Check every line of the data below for the string "tank", and copy the ones that hold it.

(Stored data entries)

● ● ●

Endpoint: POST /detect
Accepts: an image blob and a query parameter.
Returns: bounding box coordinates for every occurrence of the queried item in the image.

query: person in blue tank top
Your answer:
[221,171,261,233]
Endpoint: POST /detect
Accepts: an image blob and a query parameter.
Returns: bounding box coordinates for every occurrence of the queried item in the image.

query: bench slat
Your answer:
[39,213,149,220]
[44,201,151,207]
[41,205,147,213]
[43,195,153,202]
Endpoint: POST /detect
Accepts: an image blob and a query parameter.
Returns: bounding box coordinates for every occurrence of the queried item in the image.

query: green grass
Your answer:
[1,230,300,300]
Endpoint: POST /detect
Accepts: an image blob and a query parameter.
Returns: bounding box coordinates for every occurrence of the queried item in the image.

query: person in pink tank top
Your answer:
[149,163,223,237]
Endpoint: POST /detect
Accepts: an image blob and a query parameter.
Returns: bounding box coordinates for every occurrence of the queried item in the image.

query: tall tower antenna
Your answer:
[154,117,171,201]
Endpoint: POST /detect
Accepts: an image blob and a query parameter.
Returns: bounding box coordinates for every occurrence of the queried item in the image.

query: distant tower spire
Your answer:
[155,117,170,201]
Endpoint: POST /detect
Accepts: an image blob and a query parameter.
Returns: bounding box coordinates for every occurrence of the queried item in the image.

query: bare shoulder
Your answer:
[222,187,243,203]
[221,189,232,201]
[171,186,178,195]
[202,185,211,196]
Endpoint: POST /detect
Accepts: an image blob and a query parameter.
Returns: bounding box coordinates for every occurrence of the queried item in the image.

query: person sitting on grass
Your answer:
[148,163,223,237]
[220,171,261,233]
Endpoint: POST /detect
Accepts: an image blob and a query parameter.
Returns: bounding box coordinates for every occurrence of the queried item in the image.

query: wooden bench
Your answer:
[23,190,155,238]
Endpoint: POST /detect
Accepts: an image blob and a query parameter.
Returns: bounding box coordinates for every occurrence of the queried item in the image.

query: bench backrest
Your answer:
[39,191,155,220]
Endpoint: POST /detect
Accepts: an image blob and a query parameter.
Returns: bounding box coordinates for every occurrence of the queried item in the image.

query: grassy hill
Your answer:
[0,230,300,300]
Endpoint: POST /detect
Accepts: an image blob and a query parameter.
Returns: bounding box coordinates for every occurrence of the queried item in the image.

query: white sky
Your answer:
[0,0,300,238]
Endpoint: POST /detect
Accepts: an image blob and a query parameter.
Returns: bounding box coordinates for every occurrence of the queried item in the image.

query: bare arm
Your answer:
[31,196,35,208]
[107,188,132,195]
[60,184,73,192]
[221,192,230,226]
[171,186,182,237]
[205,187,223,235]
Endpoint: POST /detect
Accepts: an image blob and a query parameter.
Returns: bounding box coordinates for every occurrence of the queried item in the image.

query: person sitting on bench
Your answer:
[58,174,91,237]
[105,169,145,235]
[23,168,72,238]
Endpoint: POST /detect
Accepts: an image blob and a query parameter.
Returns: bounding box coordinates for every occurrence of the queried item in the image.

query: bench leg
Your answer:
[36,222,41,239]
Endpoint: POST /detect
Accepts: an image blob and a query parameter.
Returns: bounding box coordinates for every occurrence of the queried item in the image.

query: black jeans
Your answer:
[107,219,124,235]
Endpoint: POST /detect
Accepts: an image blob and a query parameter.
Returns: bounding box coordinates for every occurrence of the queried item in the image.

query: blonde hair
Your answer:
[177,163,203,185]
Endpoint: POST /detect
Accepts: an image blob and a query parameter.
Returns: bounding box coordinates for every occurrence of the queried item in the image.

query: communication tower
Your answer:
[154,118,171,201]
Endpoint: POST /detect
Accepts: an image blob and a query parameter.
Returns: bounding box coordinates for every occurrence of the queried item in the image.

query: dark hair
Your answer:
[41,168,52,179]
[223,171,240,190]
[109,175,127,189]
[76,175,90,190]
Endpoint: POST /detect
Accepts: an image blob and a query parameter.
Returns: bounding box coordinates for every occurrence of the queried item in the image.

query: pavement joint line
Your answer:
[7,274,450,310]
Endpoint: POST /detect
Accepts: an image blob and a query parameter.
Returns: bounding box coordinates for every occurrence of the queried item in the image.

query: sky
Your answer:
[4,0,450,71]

● ● ●

## ANSWER SPACE
query: person in blue tank top
query: person in pink tank top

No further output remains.